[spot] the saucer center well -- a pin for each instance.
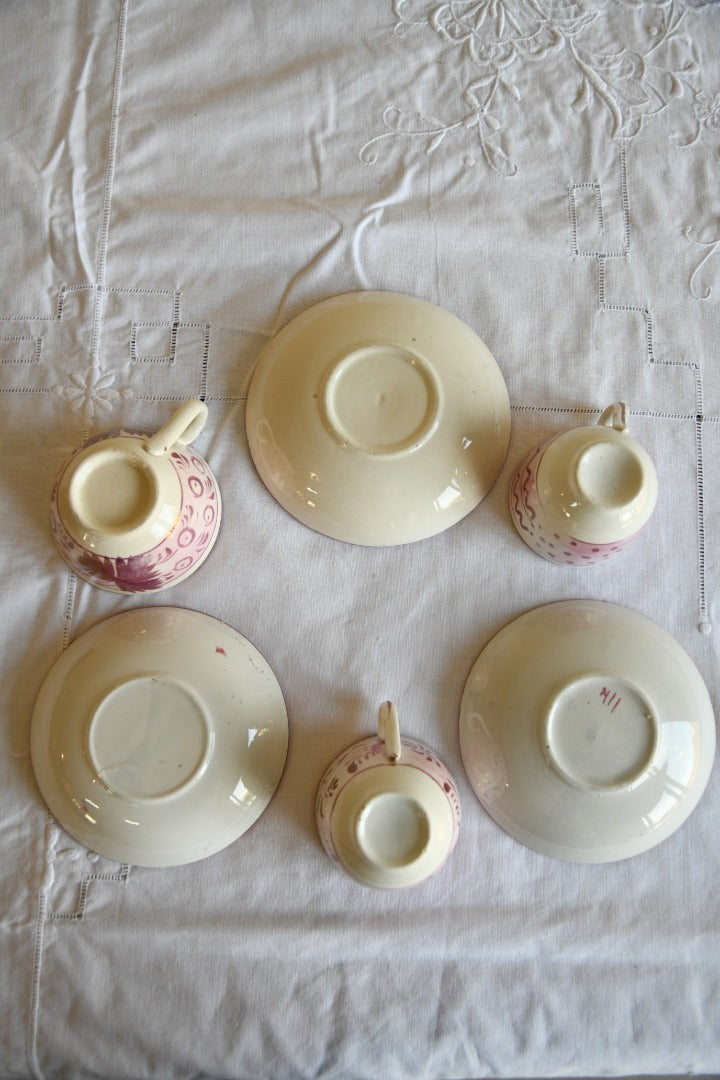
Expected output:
(148, 738)
(600, 733)
(392, 831)
(381, 400)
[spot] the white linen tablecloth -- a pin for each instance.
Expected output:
(177, 181)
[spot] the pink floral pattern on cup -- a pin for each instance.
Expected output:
(172, 559)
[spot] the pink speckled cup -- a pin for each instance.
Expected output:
(388, 811)
(583, 496)
(133, 513)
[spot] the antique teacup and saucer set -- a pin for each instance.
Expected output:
(160, 736)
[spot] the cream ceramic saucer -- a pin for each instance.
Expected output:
(378, 418)
(159, 737)
(586, 731)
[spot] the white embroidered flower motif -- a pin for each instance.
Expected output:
(707, 109)
(91, 394)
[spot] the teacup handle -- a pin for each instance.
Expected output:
(182, 427)
(615, 416)
(389, 730)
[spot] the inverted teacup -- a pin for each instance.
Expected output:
(388, 810)
(583, 496)
(135, 513)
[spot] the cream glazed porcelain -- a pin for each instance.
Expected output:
(159, 737)
(388, 810)
(586, 731)
(378, 418)
(134, 513)
(583, 496)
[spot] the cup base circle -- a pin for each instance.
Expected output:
(609, 475)
(392, 826)
(392, 831)
(600, 733)
(149, 738)
(113, 491)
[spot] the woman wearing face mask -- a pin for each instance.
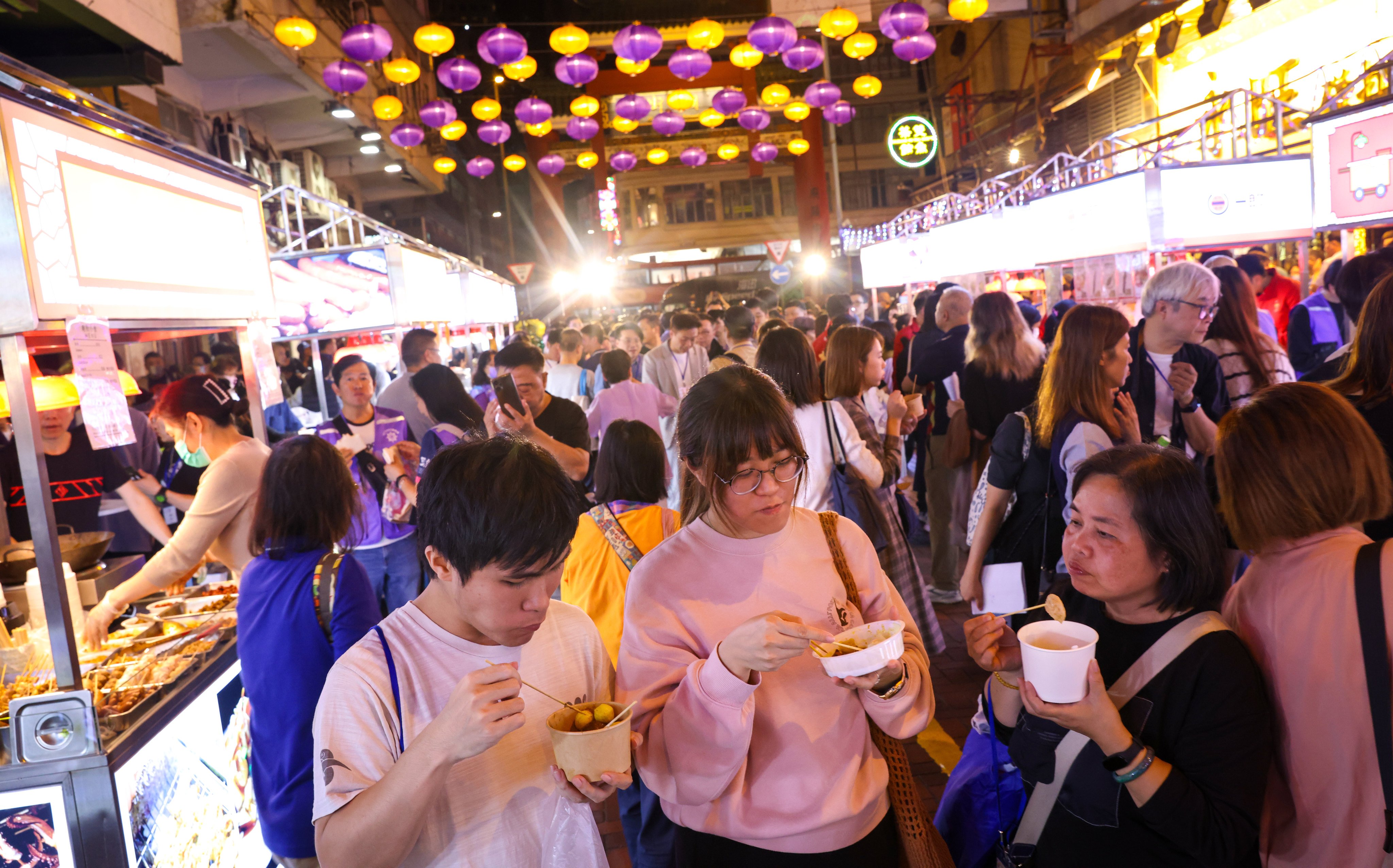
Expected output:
(200, 413)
━━━━━━━━━━━━━━━━━━━━━━━━━━━━━━
DESCRIPTION OF THE TASK: Beginning with the first line of the records, write out every line up to and including the one with "[spot] the cream glazed", exactly, and omit all pictures.

EXERCISE RESULT:
[spot] the saucer center well -- a pin for each instance.
Expected output:
(148, 738)
(600, 733)
(392, 831)
(381, 400)
[spot] the white linen tablecloth -- a pin for each instance.
Expected output:
(177, 181)
[spot] the pink floral pattern on cup -- a pin for each instance.
Expected output:
(172, 559)
[spot] the pink speckled cup -- a pin for each instance.
Expected output:
(388, 811)
(583, 496)
(133, 513)
[spot] the antique teacup and saucer set -- a pin for each instance.
Expected output:
(160, 736)
[spot] the cream ceramic saucer -- a pin for each instance.
Expected output:
(378, 418)
(159, 737)
(586, 731)
[spot] the white embroidered flower motif -- a pin for each instance.
Expected output:
(707, 109)
(91, 394)
[spot] the teacup handle -- a pin for each instance.
Expected output:
(182, 427)
(615, 416)
(389, 730)
[spot] the inverted teacup -- a pin for each instance.
Expected output:
(388, 810)
(583, 496)
(135, 513)
[spot] the cream glazed porcelain -- a pin for each instance.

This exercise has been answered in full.